• [EXERCISE INPUT]
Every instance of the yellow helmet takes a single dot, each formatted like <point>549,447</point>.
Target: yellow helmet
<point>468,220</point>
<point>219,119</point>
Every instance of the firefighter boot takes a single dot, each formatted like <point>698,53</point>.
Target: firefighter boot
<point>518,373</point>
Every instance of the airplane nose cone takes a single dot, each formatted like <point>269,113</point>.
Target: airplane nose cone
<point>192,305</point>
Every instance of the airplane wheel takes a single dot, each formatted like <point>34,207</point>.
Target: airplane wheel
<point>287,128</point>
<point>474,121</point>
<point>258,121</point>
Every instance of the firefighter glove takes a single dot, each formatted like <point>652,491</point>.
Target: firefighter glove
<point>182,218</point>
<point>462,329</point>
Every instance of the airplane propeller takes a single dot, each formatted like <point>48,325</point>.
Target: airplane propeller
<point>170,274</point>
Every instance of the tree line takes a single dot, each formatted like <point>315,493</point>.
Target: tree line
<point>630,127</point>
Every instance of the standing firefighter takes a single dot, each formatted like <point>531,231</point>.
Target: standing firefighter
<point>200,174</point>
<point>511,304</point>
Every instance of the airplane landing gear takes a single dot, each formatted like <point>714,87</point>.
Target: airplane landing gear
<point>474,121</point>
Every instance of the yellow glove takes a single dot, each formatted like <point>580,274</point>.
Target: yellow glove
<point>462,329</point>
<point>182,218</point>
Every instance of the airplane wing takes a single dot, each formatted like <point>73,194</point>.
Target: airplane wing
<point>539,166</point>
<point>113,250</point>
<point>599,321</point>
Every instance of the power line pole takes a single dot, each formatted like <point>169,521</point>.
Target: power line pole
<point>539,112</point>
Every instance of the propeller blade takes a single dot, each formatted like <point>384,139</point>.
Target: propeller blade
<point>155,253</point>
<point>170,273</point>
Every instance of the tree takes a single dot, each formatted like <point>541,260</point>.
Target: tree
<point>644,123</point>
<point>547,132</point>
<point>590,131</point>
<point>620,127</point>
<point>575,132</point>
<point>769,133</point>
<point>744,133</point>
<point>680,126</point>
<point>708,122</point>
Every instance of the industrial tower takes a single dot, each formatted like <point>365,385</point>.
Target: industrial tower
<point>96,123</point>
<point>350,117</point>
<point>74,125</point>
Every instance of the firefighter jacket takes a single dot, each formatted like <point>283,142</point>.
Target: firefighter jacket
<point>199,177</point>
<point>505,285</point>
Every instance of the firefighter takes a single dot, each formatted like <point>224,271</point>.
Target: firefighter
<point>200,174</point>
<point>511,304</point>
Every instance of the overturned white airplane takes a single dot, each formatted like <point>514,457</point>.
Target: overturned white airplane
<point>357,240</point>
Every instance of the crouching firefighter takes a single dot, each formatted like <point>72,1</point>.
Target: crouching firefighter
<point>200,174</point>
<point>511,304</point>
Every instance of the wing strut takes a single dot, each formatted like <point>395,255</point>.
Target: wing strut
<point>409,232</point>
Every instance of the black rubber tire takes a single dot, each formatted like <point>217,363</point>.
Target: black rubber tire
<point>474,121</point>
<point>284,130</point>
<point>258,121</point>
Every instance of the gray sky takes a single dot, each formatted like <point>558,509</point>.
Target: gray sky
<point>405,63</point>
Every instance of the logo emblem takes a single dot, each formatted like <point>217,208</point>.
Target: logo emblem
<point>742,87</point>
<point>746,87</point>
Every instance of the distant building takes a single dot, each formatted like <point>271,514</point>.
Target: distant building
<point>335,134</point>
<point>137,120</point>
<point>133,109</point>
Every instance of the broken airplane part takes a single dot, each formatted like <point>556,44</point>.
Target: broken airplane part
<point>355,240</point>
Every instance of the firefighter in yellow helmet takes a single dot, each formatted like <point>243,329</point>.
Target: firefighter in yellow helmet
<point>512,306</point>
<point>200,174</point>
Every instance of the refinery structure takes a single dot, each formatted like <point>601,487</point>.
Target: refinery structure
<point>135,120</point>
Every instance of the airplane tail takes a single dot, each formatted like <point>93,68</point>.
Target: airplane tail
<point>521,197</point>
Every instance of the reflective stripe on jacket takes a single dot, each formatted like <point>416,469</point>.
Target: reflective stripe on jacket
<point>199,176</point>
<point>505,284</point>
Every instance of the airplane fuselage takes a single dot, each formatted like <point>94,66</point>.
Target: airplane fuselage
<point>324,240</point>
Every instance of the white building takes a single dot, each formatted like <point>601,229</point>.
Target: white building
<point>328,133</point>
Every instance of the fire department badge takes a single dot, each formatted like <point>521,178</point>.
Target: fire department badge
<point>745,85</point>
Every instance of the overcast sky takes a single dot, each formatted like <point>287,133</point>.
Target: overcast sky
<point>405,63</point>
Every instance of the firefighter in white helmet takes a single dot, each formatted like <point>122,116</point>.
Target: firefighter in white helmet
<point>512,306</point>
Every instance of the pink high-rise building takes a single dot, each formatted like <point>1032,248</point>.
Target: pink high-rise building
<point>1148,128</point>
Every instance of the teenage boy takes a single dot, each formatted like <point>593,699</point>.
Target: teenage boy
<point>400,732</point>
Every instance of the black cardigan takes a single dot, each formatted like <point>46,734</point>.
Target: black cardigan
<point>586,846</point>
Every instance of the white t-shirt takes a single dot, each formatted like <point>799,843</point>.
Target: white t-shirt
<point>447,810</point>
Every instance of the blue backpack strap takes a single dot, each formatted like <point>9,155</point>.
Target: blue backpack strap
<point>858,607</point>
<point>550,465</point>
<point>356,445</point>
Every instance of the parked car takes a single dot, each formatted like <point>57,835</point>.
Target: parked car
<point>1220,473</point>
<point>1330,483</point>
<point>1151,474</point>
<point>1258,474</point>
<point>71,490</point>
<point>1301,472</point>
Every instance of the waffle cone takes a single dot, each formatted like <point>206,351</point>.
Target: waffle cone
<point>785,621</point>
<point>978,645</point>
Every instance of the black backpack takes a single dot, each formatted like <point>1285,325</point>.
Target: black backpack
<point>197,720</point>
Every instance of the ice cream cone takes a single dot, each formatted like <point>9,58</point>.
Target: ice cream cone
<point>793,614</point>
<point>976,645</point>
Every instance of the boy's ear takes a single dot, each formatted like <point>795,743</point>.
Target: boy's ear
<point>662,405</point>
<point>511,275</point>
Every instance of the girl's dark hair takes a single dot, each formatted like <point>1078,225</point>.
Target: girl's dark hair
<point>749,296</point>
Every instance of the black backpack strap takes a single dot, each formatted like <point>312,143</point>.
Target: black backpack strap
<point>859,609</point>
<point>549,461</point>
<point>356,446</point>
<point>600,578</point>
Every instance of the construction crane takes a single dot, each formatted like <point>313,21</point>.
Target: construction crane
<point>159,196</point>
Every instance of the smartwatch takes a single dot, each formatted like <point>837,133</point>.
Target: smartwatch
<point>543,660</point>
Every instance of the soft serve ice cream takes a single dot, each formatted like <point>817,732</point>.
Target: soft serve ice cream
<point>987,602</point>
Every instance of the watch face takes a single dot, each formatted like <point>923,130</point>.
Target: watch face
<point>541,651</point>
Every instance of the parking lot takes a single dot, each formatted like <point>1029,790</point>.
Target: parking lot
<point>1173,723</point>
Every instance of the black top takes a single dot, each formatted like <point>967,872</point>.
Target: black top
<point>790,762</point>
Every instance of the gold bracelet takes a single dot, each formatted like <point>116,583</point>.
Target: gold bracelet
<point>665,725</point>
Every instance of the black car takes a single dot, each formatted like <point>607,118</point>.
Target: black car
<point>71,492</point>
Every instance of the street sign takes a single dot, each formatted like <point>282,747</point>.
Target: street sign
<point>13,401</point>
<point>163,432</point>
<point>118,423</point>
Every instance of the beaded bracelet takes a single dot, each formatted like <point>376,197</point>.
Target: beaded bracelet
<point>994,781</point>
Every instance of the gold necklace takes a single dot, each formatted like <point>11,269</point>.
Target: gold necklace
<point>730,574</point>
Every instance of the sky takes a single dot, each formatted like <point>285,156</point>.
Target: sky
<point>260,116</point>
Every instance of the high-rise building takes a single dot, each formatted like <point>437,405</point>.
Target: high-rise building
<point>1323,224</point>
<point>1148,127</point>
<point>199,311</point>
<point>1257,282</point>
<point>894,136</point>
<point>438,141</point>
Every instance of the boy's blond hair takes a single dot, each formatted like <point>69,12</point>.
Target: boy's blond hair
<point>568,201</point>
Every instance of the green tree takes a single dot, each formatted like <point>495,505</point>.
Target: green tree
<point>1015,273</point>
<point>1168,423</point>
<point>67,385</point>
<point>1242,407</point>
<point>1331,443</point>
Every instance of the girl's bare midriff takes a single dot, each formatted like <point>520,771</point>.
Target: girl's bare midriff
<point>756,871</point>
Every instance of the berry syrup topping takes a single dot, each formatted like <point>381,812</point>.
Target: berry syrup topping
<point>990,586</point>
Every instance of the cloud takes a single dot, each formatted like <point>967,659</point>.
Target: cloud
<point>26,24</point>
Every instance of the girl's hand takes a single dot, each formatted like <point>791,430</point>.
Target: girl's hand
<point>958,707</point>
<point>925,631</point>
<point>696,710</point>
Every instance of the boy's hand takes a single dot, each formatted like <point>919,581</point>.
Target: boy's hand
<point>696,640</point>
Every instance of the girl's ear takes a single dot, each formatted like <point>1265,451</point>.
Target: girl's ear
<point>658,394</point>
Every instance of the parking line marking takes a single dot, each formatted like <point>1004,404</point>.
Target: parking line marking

• [DO THIS]
Quote the data verbatim, from the line containing "Every instance of the soft" through the line containing "<point>71,492</point>", both included.

• [EXERCISE RESULT]
Every instance of the soft serve ice cream takes a single dot, each formatted like <point>817,732</point>.
Target: soft serve ice cream
<point>987,602</point>
Every instance of the watch face takes a single dot, each formatted like <point>923,130</point>.
Target: watch face
<point>541,651</point>
Every instance of the parking lot takes a single dot, each formatted like <point>1029,790</point>.
Target: parking lot
<point>1173,723</point>
Every instance of the black top takes a single dot, each formatted like <point>967,872</point>.
Target: black top
<point>790,762</point>
Every instance of the gold bracelet takes a single dot, each formatted like <point>116,583</point>.
Target: gold bracelet
<point>665,725</point>
Every instance of the black car takes a single dot, each formatted like <point>607,118</point>.
Target: black car
<point>71,492</point>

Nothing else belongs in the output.